◆ TASK OBJECTIVE:
Resume the article on the hybrid SDPD and sSSA simulation algorithm, starting right after its last line.

A hybrid smoothed dissipative particle dynamics (SDPD) spatial stochastic simulation algorithm (sSSA) for advection-diffusion-reaction problems

Abstract

We have developed a new algorithm which merges discrete stochastic simulation, using the spatial stochastic simulation algorithm (sSSA), with the particle based fluid dynamics simulation framework of smoothed dissipative particle dynamics (SDPD). This hybrid algorithm enables discrete stochastic simulation of spatially resolved chemically reacting systems on a mesh-free dynamic domain with a Lagrangian frame of reference. SDPD combines two popular mesoscopic techniques: smoothed particle hydrodynamics and dissipative particle dynamics (DPD), linking the macroscopic and mesoscopic hydrodynamics effects of these two methods. We have implemented discrete stochastic simulation using the reaction-diffusion master equations (RDME) formalism, and deterministic reaction-diffusion equations based on the SDPD method. We validate the new method by comparing our results to four canonical models, and demonstrate the versatility of our method by simulating a flow containing a chemical gradient past a yeast cell in a microfluidics chamber.

Keywords: Discrete Stochastic Simulation; Particle Based Fluid Dynamics; Reaction-Diffusion Master Equation.

Fig. 1.

Example of biological system possessing reaction, diffusion, advection, and stochastic dynamics. In an artery, a neutrophil (N) chemotaxes against the blood flow toward a bacterium (B) by sensing the gradient of individual bacterial peptides (blue triangles) that bind receptors (green Y-shapes) on the neutrophil cell surface.

Fig. 2.

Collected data
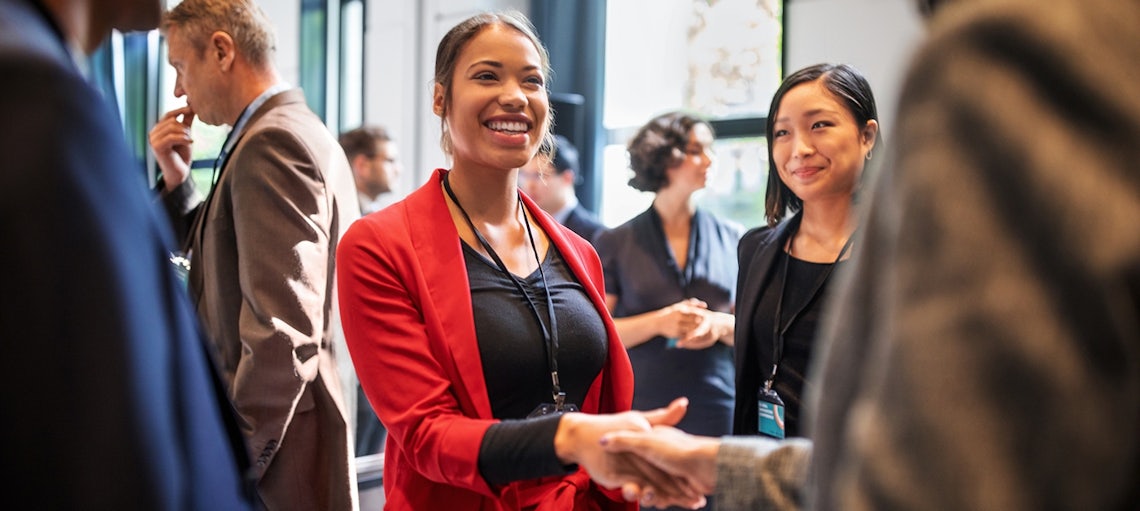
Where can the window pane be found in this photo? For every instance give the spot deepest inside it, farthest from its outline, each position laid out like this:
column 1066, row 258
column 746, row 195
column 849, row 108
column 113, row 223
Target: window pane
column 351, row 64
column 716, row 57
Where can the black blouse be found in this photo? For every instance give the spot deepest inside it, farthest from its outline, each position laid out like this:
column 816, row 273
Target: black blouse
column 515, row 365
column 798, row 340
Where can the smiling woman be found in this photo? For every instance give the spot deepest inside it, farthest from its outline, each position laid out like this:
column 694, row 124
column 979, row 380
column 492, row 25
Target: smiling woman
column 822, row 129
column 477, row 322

◆ RESULT BELOW:
Comparison between mathematical and physical models of (a) a typical deterministic approach, (b) SDPD, (c) sSSA, for the idealized case of a channel flow with diluted species. In the hybrid method, advection is solved using SDPD, while the mass transport can be solved using either a spatial stochastic algorithm or SDPD, depending if stochastic effects are relevant or not. In Figs. (a) and (b), the dotted parts denote magnified regions, illustrating the differences between the methods. In Fig (b), v_ij, Q_ij and R_ij denote the pairwise velocity, flux of mass and reaction term, respectively. In Fig. (c), p in the Kolmogorov equation denotes the probability that the system can be found in state X at time t.

Fig. 3.

(a) Schematic of degradation reaction of two arbitrary species, with initial and boundary conditions. (b) Plot of the concentration of the chemical species along the length of the cylindrical domain, at t = 0.2, 0.4, 0.6, 0.8 and 1.0[s] for N = 33 particles.

Fig. 4.

(a) Schematic of natural convection in a cylinder inside a square enclosure. (b), (c) and (d) show isocontour plots of dimensionless concentration C*at steady-state, for (b) Ra = 10⁴, (c) Ra = 10⁵ and (d) Ra = 10⁶. Results shown in (b), (c) and (d) were interpolated using a Gaussian kernel, for clarity purposes.

Fig. 5.

(a) Comparison of the mean dimensionless concentration (C*) and (b) dimensionless (re-scaled by $\sqrt{Ra/Sc}$) y-velocity $(v_y^{*})$ centerline profiles, for Ra = 10⁴, 10⁵ and 10⁶, computed at t = 50, over Nr = 100 realizations.

Fig. 6.

(a) Upper: schematic of our model of a yeast cell in a microfluidics channel flow containing a pheromone gradient. The working fluid is initially at rest, and at time t > 0, two inlets start to inject fluid into the chamber; the upper inlet consists of a diluted mixture of working fluid and alpha-factor L, and the lower inlet injects working fluid in the system. (a) Lower: magnified region around the cell, illustrating the particles and their initial velocities. (b) Contour plots of the dimensionless concentration of alpha-factor, $C_L^{*}$, at t* = 2, obtained using the proposed hybrid method (upper) and FEM (lower). (c) Comparison of the dimensionless concentration profiles of alpha-factor, $C_L^{*}$, between hybrid sSSA-SDPD, SDPD and finite element method (FEM), measured across the y* centerline, at time t* = 2. Results shown in (b) were interpolated using a Gaussian kernel, for clarity purposes.

Fig. 7.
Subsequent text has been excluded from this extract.